Segment Start: SUPPLIED TEXT

BanglaFake Dataset: Bangla Misinformation & Deepfake
- BanglaFake is a comprehensive collection featuring curated text and deepfake audio corpora that enable the detection of Bangla misinformation with detailed metadata and balanced class distributions.
- The dataset incorporates rigorous preprocessing and feature engineering techniques, including tokenization, TF–IDF and neural embeddings, to support both classical and deep learning model evaluations.
- Benchmarking studies reveal strong performance from methods like SVM, BERT variants, and advanced neural networks, highlighting its value for scalable fake news and deepfake detection research in low-resource settings.
BanglaFake Dataset
The BanglaFake dataset refers to a family of large-scale, curated corpora developed for the detection of misinformation, manipulation, and audio deepfakes in Bangla (Bengali) language contexts. The designation “BanglaFake” appears both as a generic term for early benchmark text datasets on Bangla fake news and as the explicit name of a released deepfake audio corpus. These datasets provide comprehensive, multi-modal resources with well-documented annotation protocols and detailed metadata, serving as the primary foundation for both classical and neural misinformation detection in low-resource Bangla.

Segment End: SUPPLIED TEXT
Segment Start: RECORD SET

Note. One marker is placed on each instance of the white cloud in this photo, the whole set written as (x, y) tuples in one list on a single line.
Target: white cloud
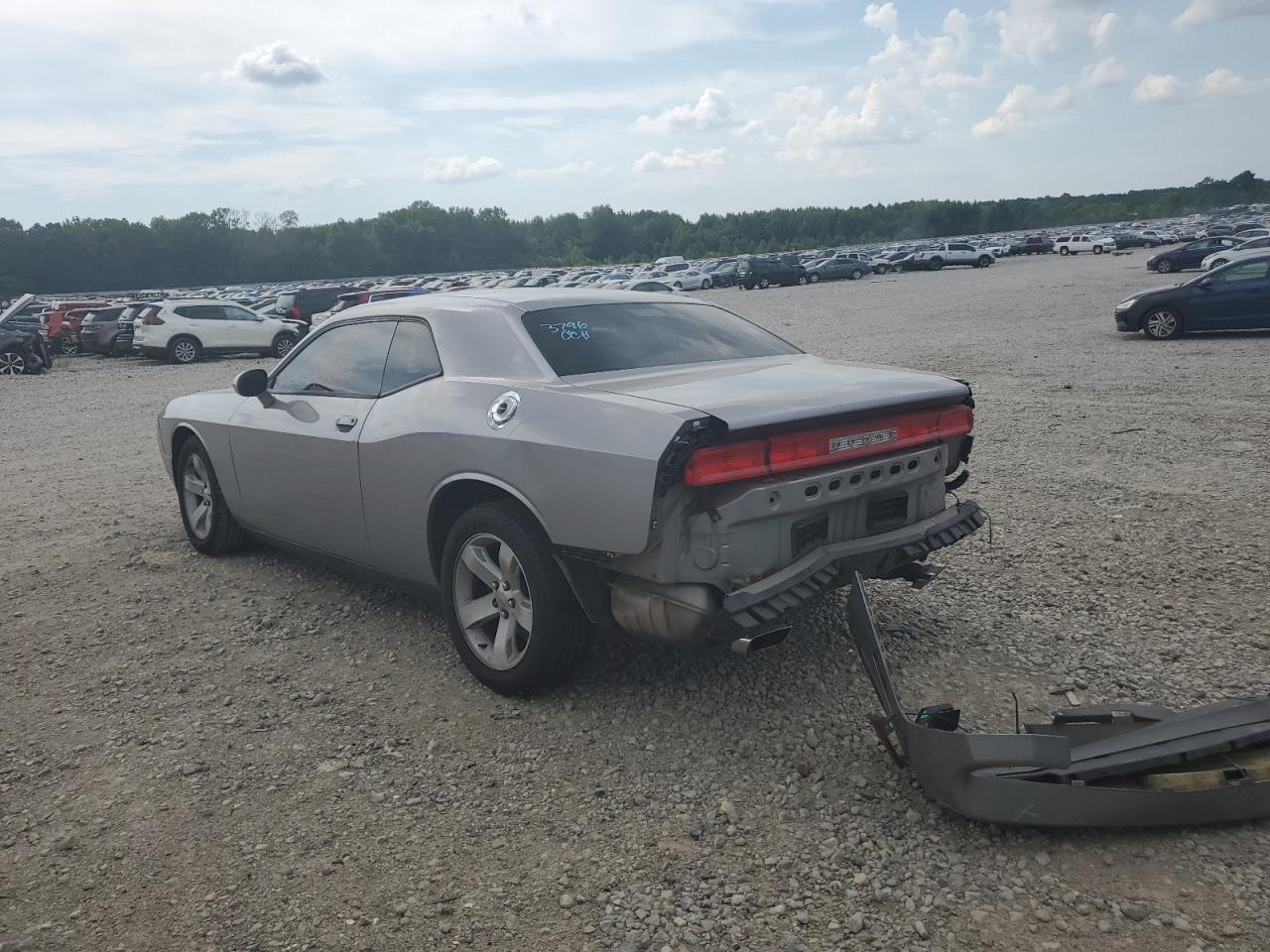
[(460, 168), (1023, 105), (1159, 89), (276, 64), (881, 17), (1209, 10), (583, 168), (1222, 81), (1033, 31), (1103, 72), (1102, 28), (681, 159), (711, 111)]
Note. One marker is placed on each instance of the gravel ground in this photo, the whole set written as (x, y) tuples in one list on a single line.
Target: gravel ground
[(254, 753)]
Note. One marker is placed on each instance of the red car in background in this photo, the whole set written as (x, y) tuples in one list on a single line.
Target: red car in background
[(64, 320)]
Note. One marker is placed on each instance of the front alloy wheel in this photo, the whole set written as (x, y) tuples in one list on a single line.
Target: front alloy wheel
[(1161, 324)]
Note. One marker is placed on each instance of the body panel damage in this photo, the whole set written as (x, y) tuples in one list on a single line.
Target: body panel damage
[(1116, 766)]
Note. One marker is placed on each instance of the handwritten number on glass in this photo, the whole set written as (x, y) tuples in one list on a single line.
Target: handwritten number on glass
[(568, 330)]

Segment End: RECORD SET

REQUIRED TASKS:
#1 From the BanglaFake overview above, copy the stretch from "- The dataset" through "in low-resource settings.".
#2 Answer these questions using the BanglaFake overview:
(a) What kind of class distributions does the collection have?
(b) Which methods show strong performance in benchmarking studies?
(c) What is the other name given for the Bangla language?
#3 List every preprocessing and feature engineering technique that the BanglaFake overview names.

TASK SOLUTIONS:
#1
- The dataset incorporates rigorous preprocessing and feature engineering techniques, including tokenization, TF–IDF and neural embeddings, to support both classical and deep learning model evaluations.
- Benchmarking studies reveal strong performance from methods like SVM, BERT variants, and advanced neural networks, highlighting its value for scalable fake news and deepfake detection research in low-resource settings.

#2
(a) Balanced class distributions.
(b) SVM, BERT variants, and advanced neural networks.
(c) Bengali.

#3
- Tokenization
- TF–IDF
- Neural embeddings